(Stored records)
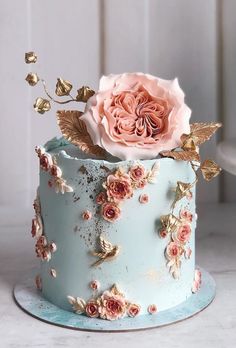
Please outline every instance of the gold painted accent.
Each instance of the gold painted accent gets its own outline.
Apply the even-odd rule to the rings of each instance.
[[[160,220],[162,229],[165,229],[167,233],[175,232],[181,224],[181,221],[174,214],[162,215]]]
[[[161,152],[164,157],[171,157],[177,161],[197,161],[200,162],[200,156],[196,151],[164,151]]]
[[[83,152],[104,157],[105,150],[94,145],[85,123],[80,119],[82,112],[60,110],[57,112],[58,125],[62,135]]]
[[[206,181],[215,178],[221,172],[221,168],[213,160],[207,159],[200,166],[202,176]]]
[[[69,95],[70,91],[72,90],[73,86],[69,81],[63,80],[60,77],[57,79],[56,84],[56,95],[59,97]]]
[[[156,161],[153,166],[152,169],[147,173],[147,182],[149,184],[155,184],[157,181],[157,175],[159,173],[160,170],[160,162]]]
[[[190,193],[190,189],[196,184],[196,182],[197,182],[197,177],[196,177],[196,180],[192,184],[177,181],[177,186],[175,189],[175,199],[172,203],[172,208],[175,207],[175,204],[178,201],[180,201],[182,198],[186,197]]]
[[[192,123],[190,125],[190,134],[183,134],[181,140],[183,142],[183,147],[185,144],[189,146],[191,141],[195,146],[203,144],[205,141],[209,140],[212,135],[222,126],[221,123],[210,122],[210,123]]]
[[[99,266],[104,261],[114,260],[120,252],[120,247],[118,245],[112,245],[110,242],[105,240],[101,235],[98,237],[99,248],[101,251],[92,251],[93,256],[97,256],[99,260],[94,262],[91,267]]]
[[[91,98],[94,94],[95,92],[91,88],[89,88],[88,86],[83,86],[78,89],[76,100],[78,102],[87,103],[89,98]]]
[[[28,84],[29,84],[30,86],[35,86],[35,85],[37,85],[37,83],[39,82],[39,77],[38,77],[38,75],[35,74],[35,73],[29,73],[29,74],[26,76],[25,80],[28,82]]]
[[[37,55],[34,52],[26,52],[25,53],[25,62],[26,64],[36,63]]]
[[[34,110],[40,114],[44,114],[45,112],[51,109],[50,101],[43,98],[37,98],[34,103]]]

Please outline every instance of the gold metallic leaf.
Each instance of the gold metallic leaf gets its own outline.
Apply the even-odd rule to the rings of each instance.
[[[196,151],[196,144],[193,139],[186,137],[186,135],[181,136],[181,140],[183,142],[182,149],[184,151]]]
[[[73,86],[69,81],[58,78],[55,93],[59,97],[62,97],[64,95],[69,95],[70,91],[72,90],[72,87]]]
[[[36,63],[37,62],[37,55],[34,52],[27,52],[25,53],[25,62],[27,64]]]
[[[35,86],[39,82],[39,77],[35,73],[29,73],[25,80],[28,82],[30,86]]]
[[[78,102],[87,103],[88,99],[92,97],[95,92],[88,86],[83,86],[77,91],[76,100]]]
[[[214,161],[207,159],[201,164],[202,176],[205,180],[210,181],[215,178],[221,171],[221,168]]]
[[[104,157],[105,150],[93,144],[85,123],[80,119],[81,115],[80,111],[60,110],[57,112],[58,125],[63,136],[82,151]]]
[[[200,156],[196,151],[164,151],[161,152],[164,157],[171,157],[177,161],[197,161],[200,162]]]
[[[181,181],[177,181],[176,189],[175,189],[175,199],[172,204],[172,207],[175,207],[175,204],[180,201],[182,198],[186,197],[190,193],[190,189],[194,184],[185,183]]]
[[[34,103],[34,110],[40,114],[44,114],[51,109],[50,101],[43,98],[37,98]]]
[[[203,144],[209,140],[212,135],[222,126],[221,123],[210,122],[210,123],[193,123],[190,125],[190,134],[183,134],[181,139],[183,146],[186,142],[193,141],[195,146]]]
[[[173,214],[162,215],[160,217],[162,229],[167,233],[173,233],[180,225],[180,220]]]

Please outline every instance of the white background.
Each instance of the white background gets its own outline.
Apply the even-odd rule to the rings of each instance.
[[[43,93],[24,81],[30,70],[52,91],[59,76],[76,88],[95,90],[99,77],[111,72],[177,76],[192,121],[222,121],[218,139],[235,138],[235,0],[1,0],[0,5],[1,209],[31,206],[38,181],[34,147],[60,134],[56,109],[41,116],[32,108]],[[37,52],[37,65],[24,64],[29,50]],[[203,158],[214,158],[216,140],[203,146]],[[235,201],[234,183],[225,173],[200,183],[198,199]]]

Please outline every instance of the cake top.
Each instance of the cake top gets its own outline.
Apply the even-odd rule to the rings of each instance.
[[[25,62],[36,63],[34,52]],[[98,158],[106,153],[121,160],[154,159],[158,156],[190,161],[203,176],[212,178],[220,168],[212,160],[200,164],[199,145],[209,140],[220,123],[190,124],[191,110],[178,79],[164,80],[150,74],[123,73],[102,76],[97,92],[82,86],[72,95],[72,84],[57,79],[53,97],[45,81],[29,73],[30,86],[41,82],[46,98],[37,98],[34,109],[44,114],[51,103],[85,104],[84,110],[59,110],[57,122],[62,135],[82,151]]]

WHAT YOU NEED TO DO: Give back, unchanged, the line that holds "Please outline every instance of the white" along with all lines after it through the last line above.

RESULT OF THE EXERCISE:
Please outline every instance of the white background.
Each instance of the white background gets its own outline.
Apply the even-odd rule to the rings of each instance.
[[[43,93],[24,81],[30,70],[52,91],[59,76],[76,88],[95,90],[99,77],[111,72],[177,76],[192,121],[222,121],[218,139],[235,138],[235,0],[1,0],[0,5],[1,209],[31,206],[38,181],[34,147],[60,134],[56,109],[41,116],[32,108]],[[37,52],[37,65],[24,64],[29,50]],[[203,158],[214,158],[216,140],[203,146]],[[235,201],[234,183],[225,173],[200,183],[198,199]]]

Please outline every instance of the cake top.
Each instance of the cake top gets its own outline.
Apply the even-odd rule to the rings of each instance.
[[[25,62],[36,63],[34,52]],[[98,158],[106,153],[121,160],[154,159],[158,156],[190,161],[203,176],[212,178],[220,168],[212,160],[200,164],[199,145],[209,140],[220,123],[190,124],[191,110],[178,79],[164,80],[150,74],[123,73],[102,76],[97,92],[82,86],[72,95],[72,84],[57,79],[53,97],[45,81],[29,73],[30,86],[41,82],[46,98],[37,98],[34,109],[44,114],[51,103],[85,104],[84,110],[59,110],[57,122],[62,135],[82,151]]]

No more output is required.